## Exercises:
1. In the notes on Banting and the insulin work, translate this sentence into Spanish: "Clowes’ support is particularly evident in the letters he and Banting exchanged that summer."
2. Pick up the notes on Banting and the insulin work after their last sentence and write the next note.

* Clowes’ support is particularly evident in the letters he and Banting exchanged that summer. Banting had obviously told Clowes the whole story from his point of view. He expanded on it by arguing to the Lilly man that Macleod could not be trusted not to give the secret of the method away to a competitor. Clowes’ personal feelings toward Macleod are not known, but it was certainly tactically useful to him to have Banting as a kind of personal ally, feeding Clowes with inside information about attitudes and goings-on among the leading members of Toronto’s Insulin Committee.

* For a discussion of this question see chapter four, note 50 (page 262).

* In 1961 Best described the following confrontation between Banting and Graham: “… he came back one day to the Connaught, or the basement of the Medical Building where I was working and said ‘I had a little session with the Professor of Medicine.’ I said ‘Tell me about it.’ And he said, ‘Well, he called me in and told me that I had represented certain things falsely.’ And I remember saying ‘What did you do?’ Banting said, ‘Well, be was sitting down so I went over and lifted him up by the collar and said ‘Professor, are you calling me a liar?’ And if he had said ‘Yes’ I’d have smacked him, but he said, ‘No, just probably a mistake – I’m not calling you a liar.’” (FP, Dictation, Nov. 24)

## Extracted information:

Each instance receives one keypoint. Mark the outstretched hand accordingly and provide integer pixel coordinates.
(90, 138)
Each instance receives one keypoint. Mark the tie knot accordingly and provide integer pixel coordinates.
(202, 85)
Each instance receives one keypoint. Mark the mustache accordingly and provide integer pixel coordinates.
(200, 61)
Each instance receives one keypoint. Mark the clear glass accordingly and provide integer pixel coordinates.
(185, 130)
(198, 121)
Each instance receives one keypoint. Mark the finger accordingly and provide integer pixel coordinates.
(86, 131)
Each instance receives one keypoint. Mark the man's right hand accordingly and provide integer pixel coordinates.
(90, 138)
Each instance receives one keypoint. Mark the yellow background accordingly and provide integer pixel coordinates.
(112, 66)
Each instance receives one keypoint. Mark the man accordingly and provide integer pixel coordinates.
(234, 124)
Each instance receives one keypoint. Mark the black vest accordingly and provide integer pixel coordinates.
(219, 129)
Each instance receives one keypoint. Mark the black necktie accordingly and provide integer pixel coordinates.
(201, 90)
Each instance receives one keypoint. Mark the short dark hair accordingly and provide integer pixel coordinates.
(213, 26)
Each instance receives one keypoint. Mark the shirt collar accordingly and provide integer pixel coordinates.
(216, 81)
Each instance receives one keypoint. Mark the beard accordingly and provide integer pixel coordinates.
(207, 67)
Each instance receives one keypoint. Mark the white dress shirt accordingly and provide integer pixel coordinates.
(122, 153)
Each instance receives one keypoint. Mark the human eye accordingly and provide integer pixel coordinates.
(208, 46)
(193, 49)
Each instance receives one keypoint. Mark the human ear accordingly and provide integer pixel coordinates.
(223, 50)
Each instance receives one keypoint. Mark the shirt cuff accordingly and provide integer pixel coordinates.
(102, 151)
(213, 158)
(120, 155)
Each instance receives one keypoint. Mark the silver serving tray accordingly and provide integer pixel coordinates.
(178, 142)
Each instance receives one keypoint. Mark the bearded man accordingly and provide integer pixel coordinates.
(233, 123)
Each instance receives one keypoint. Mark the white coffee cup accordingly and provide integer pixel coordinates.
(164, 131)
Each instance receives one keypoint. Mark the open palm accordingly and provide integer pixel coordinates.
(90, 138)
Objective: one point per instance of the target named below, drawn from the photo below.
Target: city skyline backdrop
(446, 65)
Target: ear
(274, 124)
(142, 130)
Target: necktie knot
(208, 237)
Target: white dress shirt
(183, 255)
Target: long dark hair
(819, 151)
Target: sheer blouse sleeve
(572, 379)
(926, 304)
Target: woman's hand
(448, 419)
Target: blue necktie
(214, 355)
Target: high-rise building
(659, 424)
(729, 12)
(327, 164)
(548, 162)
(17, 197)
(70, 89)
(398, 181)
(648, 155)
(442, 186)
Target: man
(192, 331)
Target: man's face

## Responses per task:
1. El apoyo de Clowes es particularmente evidente en las cartas que él y Banting intercambiaron aquel verano.

2.
Bayliss’ account is very straightforward. He mentions Banting getting the duct-ligating idea, and goes on: “Dr. Banting was then in medical practice at London, Ontario, but gave up his practice and went to Prof. Macleod’s laboratory at Toronto to make the necessary experiments on animals. Here he was joined by Mr. Best, an assistant in the laboratory, by Prof. Macleod himself, and at a later date by Dr. Collip and others. The experiments were successful. In another way it was found possible to prepare active extracts…. But it was clear that these methods could only afford a small supply. Hence attempts were made to discover a means of preparation from the ordinary ox pancreas. Dr. Collip was finally successful by making use of alcohol.” Nature, Feb. 10, 1923, p. 189.

* In 1919, Allen himself said he did not think his work would have succeeded. It appears that he was working with a pancreaticoduodenal serum, apparently on the theory, which seems to have influenced Knowlton and Starling, and Murlin, that secretin, which was necessary to activate the external secretion, was necessary to trigger the activity of the internal secretion.